Point-per-instance localization data
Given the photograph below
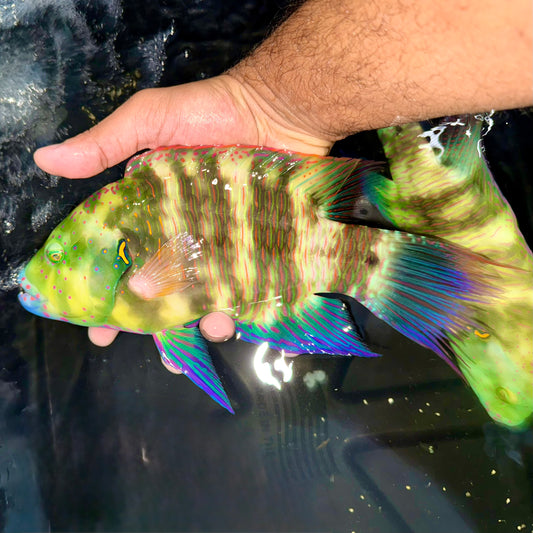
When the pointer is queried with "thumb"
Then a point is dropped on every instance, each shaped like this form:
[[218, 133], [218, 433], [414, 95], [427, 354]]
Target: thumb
[[106, 144]]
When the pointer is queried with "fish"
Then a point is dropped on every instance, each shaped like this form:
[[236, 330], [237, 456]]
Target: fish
[[267, 237], [442, 186]]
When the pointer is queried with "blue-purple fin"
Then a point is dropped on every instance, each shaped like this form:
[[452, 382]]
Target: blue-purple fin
[[186, 350], [429, 290], [322, 326]]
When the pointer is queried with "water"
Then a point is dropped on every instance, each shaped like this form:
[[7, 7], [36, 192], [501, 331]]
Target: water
[[107, 440]]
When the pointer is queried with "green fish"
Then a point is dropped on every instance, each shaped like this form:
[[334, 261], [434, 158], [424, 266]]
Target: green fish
[[261, 235], [443, 187]]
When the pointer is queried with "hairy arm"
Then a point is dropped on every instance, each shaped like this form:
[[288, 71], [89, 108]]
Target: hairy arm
[[331, 70]]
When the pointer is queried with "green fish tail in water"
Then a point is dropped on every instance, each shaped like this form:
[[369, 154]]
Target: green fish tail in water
[[443, 187], [257, 234]]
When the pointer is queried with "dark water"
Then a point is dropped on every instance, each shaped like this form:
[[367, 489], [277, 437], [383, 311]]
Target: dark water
[[107, 440]]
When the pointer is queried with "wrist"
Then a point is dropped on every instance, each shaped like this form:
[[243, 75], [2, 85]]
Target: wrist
[[278, 124]]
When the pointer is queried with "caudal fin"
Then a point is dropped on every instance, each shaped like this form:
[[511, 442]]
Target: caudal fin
[[427, 289]]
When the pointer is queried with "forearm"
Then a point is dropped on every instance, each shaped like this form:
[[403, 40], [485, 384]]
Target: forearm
[[365, 64]]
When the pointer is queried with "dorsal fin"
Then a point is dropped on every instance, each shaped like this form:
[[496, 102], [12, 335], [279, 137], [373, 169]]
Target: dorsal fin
[[338, 185]]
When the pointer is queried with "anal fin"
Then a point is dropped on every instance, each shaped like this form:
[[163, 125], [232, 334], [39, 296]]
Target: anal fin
[[321, 326], [186, 350]]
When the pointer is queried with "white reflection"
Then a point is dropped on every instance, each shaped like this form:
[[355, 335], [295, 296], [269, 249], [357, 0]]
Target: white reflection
[[281, 366], [264, 369]]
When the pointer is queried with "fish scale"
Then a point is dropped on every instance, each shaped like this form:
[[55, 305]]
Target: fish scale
[[257, 234]]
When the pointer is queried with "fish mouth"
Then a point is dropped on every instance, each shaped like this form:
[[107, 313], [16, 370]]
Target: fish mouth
[[30, 298]]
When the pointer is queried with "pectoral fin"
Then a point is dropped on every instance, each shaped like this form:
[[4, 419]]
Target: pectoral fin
[[321, 326], [171, 269], [186, 350]]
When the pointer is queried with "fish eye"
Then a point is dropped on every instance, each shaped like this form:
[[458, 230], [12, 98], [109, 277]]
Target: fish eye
[[123, 255], [54, 252], [506, 395]]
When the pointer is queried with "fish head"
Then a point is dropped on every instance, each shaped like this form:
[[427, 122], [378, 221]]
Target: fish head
[[73, 277], [501, 376]]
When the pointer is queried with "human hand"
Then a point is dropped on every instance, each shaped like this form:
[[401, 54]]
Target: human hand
[[218, 111]]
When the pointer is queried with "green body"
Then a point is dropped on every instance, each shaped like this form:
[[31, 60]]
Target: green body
[[444, 188], [252, 223]]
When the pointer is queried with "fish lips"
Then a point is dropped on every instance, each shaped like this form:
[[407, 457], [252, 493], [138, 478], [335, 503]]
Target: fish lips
[[29, 298]]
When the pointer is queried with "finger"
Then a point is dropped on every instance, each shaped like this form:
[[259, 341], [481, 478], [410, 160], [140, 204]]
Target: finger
[[116, 138], [217, 327], [102, 336]]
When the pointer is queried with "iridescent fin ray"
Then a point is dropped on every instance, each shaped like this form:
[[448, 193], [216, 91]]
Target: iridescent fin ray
[[323, 325], [186, 350], [430, 289]]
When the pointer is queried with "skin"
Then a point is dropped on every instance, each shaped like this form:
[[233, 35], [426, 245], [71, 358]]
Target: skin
[[322, 75]]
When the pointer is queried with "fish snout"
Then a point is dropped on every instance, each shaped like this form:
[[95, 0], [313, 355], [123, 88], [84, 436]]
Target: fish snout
[[29, 298]]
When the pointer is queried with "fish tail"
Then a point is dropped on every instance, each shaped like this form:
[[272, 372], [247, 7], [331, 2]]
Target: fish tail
[[427, 289]]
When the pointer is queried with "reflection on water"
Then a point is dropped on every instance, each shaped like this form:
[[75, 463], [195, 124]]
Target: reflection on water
[[95, 439]]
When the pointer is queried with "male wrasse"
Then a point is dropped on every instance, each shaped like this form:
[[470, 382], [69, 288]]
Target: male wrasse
[[257, 234], [443, 187]]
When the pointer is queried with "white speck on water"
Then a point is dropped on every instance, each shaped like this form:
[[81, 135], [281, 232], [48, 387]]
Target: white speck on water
[[312, 379]]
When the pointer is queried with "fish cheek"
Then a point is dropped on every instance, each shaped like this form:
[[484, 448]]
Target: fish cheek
[[105, 274]]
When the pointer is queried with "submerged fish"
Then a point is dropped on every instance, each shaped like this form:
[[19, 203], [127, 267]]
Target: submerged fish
[[442, 187], [254, 233]]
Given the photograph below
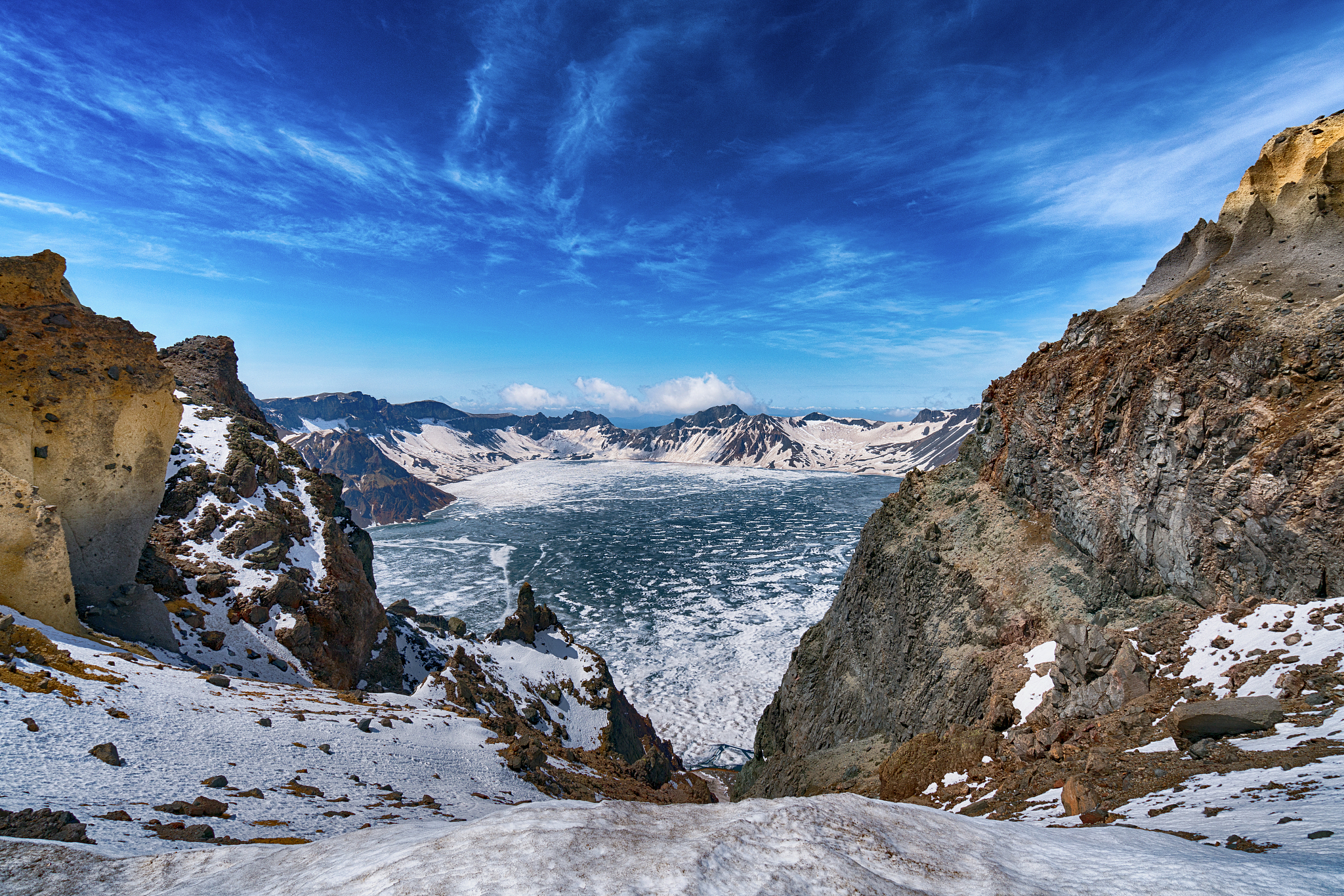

> [What you will do]:
Restate the entries above word for word, minus the pictures.

> [The completed task]:
Given the photograph below
When the pointer is queried with "thumb"
Then a point is dropped on every instance, each shaped like this form:
[[218, 133], [218, 433], [414, 95], [427, 354]]
Target: thumb
[[106, 144]]
When the pointer is queried with "fish"
Then a point is dropped on every instance, each shaped like this form:
[[236, 330], [237, 456]]
Target: fish
[[267, 237], [442, 186]]
When the pointer is queried with "blue-purple fin"
Then a point is dropped on every instance, each shaped like this form:
[[452, 382]]
Target: blue-purple fin
[[186, 350], [429, 290], [322, 326]]
When the pointer is queried with "water"
Then a point is dropped on every instance, each shaped like this form:
[[7, 7], [36, 192], [501, 331]]
Target: water
[[107, 440]]
When the pointer is queried with "green fish"
Then a point is dropped on every instance, each shaped like this form:
[[334, 261], [434, 158], [424, 266]]
Target: green fish
[[261, 235], [443, 187]]
When the pointer is queried with "hairy arm"
Then a point is dropped on every instance, each shaped like this form:
[[288, 71], [89, 108]]
Target: hairy arm
[[331, 70]]
When the pointer is queried with "green fish tail in water"
Then a point is dropped on every instance, each shaped like this form:
[[369, 154]]
Target: green fish tail in water
[[443, 187], [257, 234]]
When the pointer is queried with "dark water"
Then a point is dropped on every instance, each shaped like this form:
[[367, 489], [277, 437], [383, 311]]
Target: dark water
[[107, 440]]
When the pointer is queried with "wrist"
Then a point is dropped on every instance, each shaped like this form:
[[243, 75], [2, 85]]
Target: wrist
[[278, 124]]
When the pointer is queried with "caudal fin"
Then a point is dropped on every instance, each shaped like this form:
[[511, 442]]
Target: caudal fin
[[427, 289]]
When the pointer is queried with "forearm"
Then a point is dropped on every instance, each shaped like this form:
[[403, 40], [485, 384]]
Target: forearm
[[365, 64]]
When the pointer is queried with "dorsal fin"
Then a point is dropped on every instance, each shaped like this form:
[[496, 102], [12, 335], [279, 137], [373, 169]]
Target: dorsal fin
[[338, 185]]
When the pointer is queried with "anal fin"
Then a point is dropped on every instance, each shaped like this form:
[[163, 125], [232, 334], [39, 296]]
Target: anal fin
[[321, 326], [186, 350]]
When the pointer is queried with "white reflection"
Then a point is dropped on every instance, each shaped like this form:
[[355, 335], [295, 296], [269, 249], [357, 0]]
Target: white reflection
[[281, 366], [264, 369]]
When the pointer is queried with "fish scale"
Then a point is dropped on every instance, each shaped like this form:
[[55, 305]]
Target: fish scale
[[257, 234]]
When the pointer is queried with "fish mouth"
Then a point is dropped on every instance, each shaped like this form:
[[107, 313], [16, 370]]
Target: fish mouth
[[30, 298]]
When the pointer is queried with "pectoral fin"
Then a point is dropped on every instance, each shaped like this form:
[[4, 419]]
Target: pectoral fin
[[321, 326], [171, 269], [186, 350]]
When the pointer is queried with "fish eye"
Then a point is dropped on every instance, each shaped like this form:
[[458, 230], [12, 98], [109, 277]]
Target: fish eye
[[123, 255], [54, 252], [506, 395]]
When the pointer is queried with "fish head"
Then a point is dropped on every instance, each shaped like this form:
[[427, 122], [378, 221]]
Target: fish head
[[73, 277], [501, 376]]
When the pointer is queried with "human hand"
Then a point is dropped on every instance, each shaped like this form:
[[401, 54]]
Target: human hand
[[218, 111]]
When the pointer is queried with "green body"
Then a point is dropped on every instance, each shaped like this form:
[[31, 60]]
Target: green body
[[444, 188], [252, 223]]
When the pointer is queried with "fish lips"
Then a point is dropped on every instance, each shaped like this form:
[[407, 457], [252, 493], [138, 478], [335, 503]]
Target: fish lips
[[29, 298]]
When the pointer is queried with "finger"
Then a point is dropped on every instance, each shaped like this form:
[[259, 341], [481, 478], [410, 160], [140, 204]]
Target: finger
[[116, 138], [217, 327], [102, 336]]
When the pointer is queried with "iridescent fin ray"
Then a point is dropped on every instance, each shaped like this form:
[[448, 193], [216, 91]]
Target: iridescent fin ray
[[323, 325], [186, 350], [430, 289]]
When the pointer is queried with "skin"
Then a point is dropped on every instance, each shaped like this form:
[[233, 35], [426, 245], [71, 358]]
Target: skin
[[322, 75]]
When the pointer is queried with "fish snout"
Then a point is dropped on every instance, each shaped like this form:
[[95, 0], [313, 355], [123, 88], [84, 436]]
Target: fish snout
[[29, 298]]
When the pointer is queried with "fish tail"
Then a point is dropped on every instance, each shaped like this form:
[[272, 372], [247, 7], [331, 2]]
Target: fish tail
[[427, 289]]
When the pointer is queried with "reflection on water"
Then a point is dropped on every instance, each shaped like this form:
[[75, 463], [195, 124]]
Target: reflection on water
[[95, 439]]
When the pointer is queried with "male wrasse"
Then a point is dropped on every instance, each shaped like this form:
[[470, 382], [69, 288]]
Target: male wrasse
[[257, 234], [443, 187]]
When the pointer is queried with "white speck on water"
Then a point is dropped on every instance, each shaped like this form:
[[81, 135], [281, 232], [48, 387]]
Target: white speck on water
[[312, 379]]
When the pointer is queried with "fish cheek"
Then a point is dropped on every instance, each shaped like this form:
[[484, 448]]
Target: fish cheek
[[105, 274]]
When the pointer is queried with "submerged fish"
Then a point is dropped on every instance, each shaped like this form:
[[19, 203], [127, 267]]
Target: submerged fish
[[442, 187], [254, 233]]
Given the photograph below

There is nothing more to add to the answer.